== ENTRIES PROVIDED ==
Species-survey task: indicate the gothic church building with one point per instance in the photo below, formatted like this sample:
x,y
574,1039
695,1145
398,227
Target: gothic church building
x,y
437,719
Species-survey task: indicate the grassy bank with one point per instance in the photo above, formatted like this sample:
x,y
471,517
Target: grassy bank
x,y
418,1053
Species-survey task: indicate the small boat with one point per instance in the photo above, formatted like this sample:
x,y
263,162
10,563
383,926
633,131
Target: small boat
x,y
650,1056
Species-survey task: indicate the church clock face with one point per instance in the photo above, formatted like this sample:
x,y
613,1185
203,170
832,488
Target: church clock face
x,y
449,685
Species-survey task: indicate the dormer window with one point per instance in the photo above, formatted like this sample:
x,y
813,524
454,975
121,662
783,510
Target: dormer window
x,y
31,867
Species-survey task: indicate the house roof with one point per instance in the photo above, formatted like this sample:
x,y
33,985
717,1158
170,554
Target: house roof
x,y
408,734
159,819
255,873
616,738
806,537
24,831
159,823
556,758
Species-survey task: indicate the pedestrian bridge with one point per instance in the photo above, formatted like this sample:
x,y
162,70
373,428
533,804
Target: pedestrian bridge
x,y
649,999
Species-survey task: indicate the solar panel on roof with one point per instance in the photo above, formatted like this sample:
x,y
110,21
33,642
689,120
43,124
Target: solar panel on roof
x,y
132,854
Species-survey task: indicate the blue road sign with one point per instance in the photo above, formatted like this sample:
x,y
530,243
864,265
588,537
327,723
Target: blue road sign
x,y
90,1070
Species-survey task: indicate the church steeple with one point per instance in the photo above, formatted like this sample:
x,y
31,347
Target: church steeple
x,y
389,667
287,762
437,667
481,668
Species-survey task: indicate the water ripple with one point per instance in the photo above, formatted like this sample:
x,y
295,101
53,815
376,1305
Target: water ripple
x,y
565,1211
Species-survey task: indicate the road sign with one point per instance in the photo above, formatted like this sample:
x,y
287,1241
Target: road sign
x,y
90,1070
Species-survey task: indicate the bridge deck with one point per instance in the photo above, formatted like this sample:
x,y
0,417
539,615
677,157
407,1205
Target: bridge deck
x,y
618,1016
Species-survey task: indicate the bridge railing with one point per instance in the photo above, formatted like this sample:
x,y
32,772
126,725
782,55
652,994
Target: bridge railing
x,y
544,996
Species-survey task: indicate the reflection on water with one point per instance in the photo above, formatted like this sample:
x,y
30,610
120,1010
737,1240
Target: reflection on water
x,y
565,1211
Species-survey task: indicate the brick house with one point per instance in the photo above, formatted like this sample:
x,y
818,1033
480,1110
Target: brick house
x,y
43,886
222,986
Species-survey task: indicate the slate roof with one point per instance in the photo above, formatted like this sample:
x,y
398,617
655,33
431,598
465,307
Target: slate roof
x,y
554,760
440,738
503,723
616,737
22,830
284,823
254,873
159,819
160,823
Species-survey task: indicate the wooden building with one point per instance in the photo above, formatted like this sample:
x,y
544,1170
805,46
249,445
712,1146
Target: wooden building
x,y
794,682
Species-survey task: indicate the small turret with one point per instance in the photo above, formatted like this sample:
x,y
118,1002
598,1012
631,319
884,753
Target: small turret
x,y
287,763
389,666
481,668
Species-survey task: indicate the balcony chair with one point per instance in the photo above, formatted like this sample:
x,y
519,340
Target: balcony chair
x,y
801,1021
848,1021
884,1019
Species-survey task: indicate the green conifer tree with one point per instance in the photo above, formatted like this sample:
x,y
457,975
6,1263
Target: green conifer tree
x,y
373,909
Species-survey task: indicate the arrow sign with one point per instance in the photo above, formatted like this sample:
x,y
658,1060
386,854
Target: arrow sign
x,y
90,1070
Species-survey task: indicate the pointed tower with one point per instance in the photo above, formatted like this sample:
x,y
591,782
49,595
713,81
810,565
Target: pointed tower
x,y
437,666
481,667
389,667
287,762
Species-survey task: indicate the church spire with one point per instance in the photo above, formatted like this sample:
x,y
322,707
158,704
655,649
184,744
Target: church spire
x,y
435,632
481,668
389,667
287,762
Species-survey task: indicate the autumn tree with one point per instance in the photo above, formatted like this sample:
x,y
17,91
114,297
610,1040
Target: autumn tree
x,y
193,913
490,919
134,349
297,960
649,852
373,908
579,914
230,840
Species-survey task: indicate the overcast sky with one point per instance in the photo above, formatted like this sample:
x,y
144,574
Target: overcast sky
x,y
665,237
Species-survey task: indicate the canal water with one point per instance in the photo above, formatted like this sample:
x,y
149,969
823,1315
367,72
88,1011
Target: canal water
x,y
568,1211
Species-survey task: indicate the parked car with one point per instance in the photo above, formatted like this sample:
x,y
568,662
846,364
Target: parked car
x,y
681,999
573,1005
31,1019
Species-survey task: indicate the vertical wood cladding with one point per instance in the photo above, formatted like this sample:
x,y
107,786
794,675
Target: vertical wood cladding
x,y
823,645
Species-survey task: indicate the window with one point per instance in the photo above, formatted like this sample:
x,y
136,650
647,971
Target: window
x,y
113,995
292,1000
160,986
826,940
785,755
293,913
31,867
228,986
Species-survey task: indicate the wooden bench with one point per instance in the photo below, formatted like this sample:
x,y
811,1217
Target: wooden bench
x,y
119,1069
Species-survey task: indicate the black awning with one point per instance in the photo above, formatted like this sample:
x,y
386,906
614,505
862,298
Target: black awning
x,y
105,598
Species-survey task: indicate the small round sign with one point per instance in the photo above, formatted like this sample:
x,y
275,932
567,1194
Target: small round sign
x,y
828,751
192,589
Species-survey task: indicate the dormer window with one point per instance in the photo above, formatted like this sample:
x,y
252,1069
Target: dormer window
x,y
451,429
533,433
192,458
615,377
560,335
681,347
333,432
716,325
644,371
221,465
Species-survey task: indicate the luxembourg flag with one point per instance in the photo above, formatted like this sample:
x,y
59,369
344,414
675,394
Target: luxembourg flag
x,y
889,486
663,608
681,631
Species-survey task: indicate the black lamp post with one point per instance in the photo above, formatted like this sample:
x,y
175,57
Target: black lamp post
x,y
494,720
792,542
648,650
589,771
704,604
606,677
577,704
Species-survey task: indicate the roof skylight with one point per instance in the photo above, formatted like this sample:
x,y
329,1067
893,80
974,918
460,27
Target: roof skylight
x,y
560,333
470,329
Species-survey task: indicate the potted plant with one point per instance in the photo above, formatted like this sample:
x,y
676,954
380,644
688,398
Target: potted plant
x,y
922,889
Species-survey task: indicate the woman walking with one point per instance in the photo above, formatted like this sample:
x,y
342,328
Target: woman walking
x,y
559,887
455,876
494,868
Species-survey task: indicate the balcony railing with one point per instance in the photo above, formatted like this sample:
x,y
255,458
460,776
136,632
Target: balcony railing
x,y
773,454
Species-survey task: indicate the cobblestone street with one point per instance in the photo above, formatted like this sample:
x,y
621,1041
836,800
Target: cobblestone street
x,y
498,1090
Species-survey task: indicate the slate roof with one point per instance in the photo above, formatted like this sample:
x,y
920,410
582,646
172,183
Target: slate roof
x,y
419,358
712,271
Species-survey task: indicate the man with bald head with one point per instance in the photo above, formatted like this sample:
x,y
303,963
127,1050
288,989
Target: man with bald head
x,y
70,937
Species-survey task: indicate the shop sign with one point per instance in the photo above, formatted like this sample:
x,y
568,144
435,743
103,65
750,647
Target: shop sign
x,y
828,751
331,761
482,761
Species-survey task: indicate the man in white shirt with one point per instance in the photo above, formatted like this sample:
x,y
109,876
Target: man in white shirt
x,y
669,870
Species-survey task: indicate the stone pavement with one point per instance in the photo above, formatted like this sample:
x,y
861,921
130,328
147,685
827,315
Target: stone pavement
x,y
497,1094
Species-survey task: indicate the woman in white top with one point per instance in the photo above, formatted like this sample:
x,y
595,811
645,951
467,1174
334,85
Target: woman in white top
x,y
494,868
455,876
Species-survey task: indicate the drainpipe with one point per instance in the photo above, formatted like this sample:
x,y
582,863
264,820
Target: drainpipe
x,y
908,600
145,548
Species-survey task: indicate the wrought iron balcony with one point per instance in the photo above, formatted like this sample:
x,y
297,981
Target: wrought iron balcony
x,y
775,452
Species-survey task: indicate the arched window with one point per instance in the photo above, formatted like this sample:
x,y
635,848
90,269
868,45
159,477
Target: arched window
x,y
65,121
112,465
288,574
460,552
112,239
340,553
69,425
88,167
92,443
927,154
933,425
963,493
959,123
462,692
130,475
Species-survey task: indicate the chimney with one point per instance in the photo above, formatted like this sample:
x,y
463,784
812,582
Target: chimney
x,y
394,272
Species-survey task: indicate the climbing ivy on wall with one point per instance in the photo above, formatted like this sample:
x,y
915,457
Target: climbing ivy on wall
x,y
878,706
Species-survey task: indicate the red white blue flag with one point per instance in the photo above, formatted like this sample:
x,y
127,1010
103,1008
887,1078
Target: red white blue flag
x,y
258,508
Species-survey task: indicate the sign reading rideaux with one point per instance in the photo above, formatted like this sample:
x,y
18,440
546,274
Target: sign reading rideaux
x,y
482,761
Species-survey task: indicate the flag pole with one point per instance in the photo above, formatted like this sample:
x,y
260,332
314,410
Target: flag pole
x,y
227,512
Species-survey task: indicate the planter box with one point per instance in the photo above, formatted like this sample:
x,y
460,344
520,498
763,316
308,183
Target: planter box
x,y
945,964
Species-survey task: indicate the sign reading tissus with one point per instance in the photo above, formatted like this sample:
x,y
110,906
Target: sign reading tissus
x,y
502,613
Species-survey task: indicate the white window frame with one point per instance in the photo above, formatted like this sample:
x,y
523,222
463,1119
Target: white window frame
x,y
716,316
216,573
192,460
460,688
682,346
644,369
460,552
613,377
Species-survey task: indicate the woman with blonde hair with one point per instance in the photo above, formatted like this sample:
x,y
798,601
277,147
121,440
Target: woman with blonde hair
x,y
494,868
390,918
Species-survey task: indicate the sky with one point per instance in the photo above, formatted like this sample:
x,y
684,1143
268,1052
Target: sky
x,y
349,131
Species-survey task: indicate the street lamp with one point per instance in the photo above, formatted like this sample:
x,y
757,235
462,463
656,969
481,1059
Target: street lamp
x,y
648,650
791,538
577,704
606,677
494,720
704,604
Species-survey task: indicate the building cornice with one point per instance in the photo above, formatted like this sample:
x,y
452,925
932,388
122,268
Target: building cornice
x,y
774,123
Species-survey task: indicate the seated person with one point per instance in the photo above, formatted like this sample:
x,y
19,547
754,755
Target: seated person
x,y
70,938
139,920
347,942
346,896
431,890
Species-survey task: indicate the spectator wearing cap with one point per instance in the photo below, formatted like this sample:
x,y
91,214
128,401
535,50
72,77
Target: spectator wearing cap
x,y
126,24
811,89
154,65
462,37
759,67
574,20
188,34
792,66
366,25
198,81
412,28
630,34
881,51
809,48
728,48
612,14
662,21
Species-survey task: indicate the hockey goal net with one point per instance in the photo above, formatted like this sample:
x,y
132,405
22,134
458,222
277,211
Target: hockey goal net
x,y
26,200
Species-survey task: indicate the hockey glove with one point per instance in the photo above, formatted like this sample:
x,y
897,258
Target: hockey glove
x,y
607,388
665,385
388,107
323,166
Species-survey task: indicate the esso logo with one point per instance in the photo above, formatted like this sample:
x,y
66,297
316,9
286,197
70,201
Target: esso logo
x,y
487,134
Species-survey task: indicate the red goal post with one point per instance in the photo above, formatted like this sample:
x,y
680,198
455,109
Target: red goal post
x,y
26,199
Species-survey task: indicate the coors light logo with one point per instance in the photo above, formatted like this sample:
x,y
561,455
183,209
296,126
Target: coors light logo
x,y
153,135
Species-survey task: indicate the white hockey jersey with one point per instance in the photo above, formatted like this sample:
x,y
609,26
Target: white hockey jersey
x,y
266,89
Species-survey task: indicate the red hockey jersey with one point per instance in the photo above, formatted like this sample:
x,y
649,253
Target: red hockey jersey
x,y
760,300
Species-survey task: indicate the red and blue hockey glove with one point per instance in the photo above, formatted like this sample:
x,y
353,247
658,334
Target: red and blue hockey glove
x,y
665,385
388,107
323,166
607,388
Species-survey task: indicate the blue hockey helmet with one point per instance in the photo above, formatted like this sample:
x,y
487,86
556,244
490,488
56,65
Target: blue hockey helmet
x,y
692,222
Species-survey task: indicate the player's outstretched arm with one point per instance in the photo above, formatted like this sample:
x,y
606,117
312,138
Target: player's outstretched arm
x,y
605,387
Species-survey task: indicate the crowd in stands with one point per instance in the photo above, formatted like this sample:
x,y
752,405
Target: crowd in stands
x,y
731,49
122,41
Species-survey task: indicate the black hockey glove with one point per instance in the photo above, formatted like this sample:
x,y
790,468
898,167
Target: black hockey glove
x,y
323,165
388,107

== WHAT TO DO ==
Work out how many lines in the listing above hold the word "below", and answer only with that number.

== COMPLETED TASK ==
3